Search the lines of the records for the word "desert", and copy every line that has it.

_THE DATA_
━━━━━━━━━━━━━━━━

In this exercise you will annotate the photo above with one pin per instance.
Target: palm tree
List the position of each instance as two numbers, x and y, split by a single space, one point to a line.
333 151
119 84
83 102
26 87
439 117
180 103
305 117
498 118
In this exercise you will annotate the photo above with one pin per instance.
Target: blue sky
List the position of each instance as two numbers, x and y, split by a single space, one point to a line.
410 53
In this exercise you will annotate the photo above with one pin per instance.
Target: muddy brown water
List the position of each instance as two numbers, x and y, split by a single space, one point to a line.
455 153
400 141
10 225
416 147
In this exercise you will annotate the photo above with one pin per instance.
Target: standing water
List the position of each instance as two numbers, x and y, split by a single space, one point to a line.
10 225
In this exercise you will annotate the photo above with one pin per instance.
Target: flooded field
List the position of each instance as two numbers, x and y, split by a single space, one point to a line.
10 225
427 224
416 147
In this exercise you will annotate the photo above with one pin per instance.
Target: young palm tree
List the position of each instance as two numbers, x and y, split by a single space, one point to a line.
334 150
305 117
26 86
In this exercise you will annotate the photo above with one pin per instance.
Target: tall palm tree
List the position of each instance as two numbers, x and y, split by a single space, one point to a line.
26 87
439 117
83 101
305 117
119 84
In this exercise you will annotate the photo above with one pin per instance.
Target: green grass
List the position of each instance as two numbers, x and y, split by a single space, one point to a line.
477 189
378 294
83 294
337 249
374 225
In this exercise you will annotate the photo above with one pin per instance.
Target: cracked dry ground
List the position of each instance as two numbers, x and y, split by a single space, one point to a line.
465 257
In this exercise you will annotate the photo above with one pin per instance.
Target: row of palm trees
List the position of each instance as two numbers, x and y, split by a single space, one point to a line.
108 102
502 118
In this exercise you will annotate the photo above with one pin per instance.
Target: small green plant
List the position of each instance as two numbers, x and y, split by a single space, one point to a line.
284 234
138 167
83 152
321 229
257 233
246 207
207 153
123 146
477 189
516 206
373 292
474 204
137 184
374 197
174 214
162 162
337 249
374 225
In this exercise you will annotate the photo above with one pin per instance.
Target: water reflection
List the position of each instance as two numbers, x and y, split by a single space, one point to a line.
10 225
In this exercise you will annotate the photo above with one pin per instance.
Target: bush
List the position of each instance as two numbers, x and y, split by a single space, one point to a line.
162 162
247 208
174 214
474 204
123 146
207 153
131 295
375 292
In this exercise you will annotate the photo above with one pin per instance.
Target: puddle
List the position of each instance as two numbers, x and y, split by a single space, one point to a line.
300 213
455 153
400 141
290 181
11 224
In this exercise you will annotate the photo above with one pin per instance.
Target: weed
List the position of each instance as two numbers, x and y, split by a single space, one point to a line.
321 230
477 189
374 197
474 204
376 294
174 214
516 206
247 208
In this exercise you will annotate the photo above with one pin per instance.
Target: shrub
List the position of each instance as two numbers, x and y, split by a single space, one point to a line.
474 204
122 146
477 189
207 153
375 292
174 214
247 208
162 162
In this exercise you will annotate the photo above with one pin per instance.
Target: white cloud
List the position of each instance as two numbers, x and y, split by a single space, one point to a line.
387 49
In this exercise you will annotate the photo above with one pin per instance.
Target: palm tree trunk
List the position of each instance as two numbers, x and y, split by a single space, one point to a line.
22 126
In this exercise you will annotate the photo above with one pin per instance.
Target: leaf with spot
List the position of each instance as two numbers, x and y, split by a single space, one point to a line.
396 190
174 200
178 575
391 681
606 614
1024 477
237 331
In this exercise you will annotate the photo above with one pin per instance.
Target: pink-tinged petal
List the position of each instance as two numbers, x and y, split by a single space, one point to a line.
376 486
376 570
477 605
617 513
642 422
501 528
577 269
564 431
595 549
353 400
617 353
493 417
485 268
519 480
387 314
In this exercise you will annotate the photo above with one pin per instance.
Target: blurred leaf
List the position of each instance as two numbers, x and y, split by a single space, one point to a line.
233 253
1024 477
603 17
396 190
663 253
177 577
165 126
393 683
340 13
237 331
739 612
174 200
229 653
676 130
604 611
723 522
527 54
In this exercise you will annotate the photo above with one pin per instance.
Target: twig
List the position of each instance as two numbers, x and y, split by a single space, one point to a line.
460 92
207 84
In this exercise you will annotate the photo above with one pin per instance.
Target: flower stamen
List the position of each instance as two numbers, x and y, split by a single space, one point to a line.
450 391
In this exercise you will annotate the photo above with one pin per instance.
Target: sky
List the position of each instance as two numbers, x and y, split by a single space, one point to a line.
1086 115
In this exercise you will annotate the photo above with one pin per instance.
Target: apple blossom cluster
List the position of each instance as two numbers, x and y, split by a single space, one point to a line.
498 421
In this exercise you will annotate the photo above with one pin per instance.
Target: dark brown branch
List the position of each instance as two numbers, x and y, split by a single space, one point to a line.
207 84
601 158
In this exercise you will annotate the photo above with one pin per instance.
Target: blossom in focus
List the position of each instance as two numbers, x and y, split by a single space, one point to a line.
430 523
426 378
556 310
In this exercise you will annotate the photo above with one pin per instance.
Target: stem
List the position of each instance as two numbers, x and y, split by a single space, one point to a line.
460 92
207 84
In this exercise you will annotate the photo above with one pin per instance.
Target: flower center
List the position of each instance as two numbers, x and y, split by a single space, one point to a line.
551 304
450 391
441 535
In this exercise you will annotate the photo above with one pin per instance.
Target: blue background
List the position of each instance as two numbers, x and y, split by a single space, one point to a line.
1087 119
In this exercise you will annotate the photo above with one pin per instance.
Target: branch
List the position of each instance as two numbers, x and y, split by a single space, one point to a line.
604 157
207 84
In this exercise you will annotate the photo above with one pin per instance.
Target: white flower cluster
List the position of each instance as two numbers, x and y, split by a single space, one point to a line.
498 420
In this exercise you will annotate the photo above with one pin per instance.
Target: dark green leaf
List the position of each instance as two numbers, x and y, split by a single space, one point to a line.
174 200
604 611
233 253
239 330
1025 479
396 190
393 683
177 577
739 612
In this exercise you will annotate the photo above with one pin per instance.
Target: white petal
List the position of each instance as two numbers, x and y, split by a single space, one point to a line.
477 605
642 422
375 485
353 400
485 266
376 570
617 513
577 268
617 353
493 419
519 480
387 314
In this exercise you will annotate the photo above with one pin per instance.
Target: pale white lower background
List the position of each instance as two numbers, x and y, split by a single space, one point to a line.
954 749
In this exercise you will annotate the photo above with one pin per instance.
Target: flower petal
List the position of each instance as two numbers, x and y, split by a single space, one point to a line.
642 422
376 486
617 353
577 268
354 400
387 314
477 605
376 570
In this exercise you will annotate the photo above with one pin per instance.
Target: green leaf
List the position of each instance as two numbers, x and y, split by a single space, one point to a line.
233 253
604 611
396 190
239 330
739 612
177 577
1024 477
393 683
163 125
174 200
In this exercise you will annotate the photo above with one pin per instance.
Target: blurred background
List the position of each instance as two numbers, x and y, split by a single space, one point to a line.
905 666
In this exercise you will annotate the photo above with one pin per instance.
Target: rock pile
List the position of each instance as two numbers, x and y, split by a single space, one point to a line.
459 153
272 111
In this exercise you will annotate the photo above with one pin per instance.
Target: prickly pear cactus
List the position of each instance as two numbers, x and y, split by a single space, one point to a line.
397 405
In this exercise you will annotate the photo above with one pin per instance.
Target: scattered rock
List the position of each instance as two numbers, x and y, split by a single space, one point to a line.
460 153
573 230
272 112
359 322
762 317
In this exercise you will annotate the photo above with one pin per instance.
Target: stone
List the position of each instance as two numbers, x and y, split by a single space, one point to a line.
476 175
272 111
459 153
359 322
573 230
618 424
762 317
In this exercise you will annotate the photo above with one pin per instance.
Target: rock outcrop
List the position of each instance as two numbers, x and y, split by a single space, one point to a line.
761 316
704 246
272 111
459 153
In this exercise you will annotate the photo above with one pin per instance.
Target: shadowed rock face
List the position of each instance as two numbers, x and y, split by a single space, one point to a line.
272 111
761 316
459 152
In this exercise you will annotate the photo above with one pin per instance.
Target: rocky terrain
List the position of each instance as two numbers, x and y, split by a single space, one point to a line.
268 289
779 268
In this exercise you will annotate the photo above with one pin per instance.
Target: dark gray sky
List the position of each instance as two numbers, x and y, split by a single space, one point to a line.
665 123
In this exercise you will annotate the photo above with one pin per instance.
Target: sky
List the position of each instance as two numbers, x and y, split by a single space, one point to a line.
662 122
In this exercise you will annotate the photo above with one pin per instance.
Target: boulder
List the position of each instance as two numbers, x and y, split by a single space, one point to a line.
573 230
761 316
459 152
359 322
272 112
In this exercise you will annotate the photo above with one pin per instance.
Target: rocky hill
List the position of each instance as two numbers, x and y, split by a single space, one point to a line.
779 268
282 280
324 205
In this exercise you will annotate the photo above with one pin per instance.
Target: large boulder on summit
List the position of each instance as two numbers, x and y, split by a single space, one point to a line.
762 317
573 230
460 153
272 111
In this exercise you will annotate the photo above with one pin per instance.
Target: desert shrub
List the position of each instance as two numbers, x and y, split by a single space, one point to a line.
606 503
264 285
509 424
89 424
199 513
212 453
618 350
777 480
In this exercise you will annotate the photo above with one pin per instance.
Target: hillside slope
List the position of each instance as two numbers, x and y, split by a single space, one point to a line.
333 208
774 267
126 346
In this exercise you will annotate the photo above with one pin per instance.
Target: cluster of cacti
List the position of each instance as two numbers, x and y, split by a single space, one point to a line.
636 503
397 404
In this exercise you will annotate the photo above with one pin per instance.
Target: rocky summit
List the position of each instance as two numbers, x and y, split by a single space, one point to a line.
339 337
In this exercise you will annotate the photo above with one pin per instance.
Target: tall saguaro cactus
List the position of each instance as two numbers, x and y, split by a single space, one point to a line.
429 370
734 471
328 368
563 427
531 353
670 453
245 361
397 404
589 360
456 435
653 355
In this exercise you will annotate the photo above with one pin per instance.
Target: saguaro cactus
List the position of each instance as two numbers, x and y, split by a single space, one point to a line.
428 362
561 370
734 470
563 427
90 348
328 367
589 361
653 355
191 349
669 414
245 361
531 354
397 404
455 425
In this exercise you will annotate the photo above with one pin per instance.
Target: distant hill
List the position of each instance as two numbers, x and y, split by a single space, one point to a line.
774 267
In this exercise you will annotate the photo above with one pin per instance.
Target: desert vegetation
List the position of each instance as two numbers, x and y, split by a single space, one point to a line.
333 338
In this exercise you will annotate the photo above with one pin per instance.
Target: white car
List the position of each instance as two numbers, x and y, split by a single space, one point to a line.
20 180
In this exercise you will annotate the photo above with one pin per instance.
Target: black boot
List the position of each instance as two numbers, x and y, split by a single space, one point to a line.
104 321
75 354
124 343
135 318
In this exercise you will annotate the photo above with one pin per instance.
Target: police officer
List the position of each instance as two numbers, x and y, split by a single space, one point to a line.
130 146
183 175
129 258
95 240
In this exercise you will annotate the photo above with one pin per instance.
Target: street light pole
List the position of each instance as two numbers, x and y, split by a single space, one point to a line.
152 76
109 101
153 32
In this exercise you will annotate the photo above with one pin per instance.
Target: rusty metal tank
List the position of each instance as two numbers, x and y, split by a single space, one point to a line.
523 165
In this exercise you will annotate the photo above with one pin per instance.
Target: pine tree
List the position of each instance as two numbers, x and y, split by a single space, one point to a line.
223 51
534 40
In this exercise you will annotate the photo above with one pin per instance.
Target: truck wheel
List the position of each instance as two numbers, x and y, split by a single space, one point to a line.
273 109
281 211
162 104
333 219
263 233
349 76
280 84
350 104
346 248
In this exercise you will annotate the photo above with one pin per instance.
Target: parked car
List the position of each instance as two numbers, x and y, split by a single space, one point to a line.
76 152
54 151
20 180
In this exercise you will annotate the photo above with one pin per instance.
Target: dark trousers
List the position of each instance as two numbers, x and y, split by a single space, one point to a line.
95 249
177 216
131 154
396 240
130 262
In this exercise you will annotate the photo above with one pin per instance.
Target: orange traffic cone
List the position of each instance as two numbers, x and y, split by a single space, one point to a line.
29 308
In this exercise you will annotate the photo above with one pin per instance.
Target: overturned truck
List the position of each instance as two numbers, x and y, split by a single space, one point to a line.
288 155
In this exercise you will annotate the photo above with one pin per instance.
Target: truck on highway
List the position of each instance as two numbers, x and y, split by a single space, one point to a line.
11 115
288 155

━━━━━━━━━━━━━━━━

_TASK RESPONSE_
Target: desert shrub
Target: desert vegetation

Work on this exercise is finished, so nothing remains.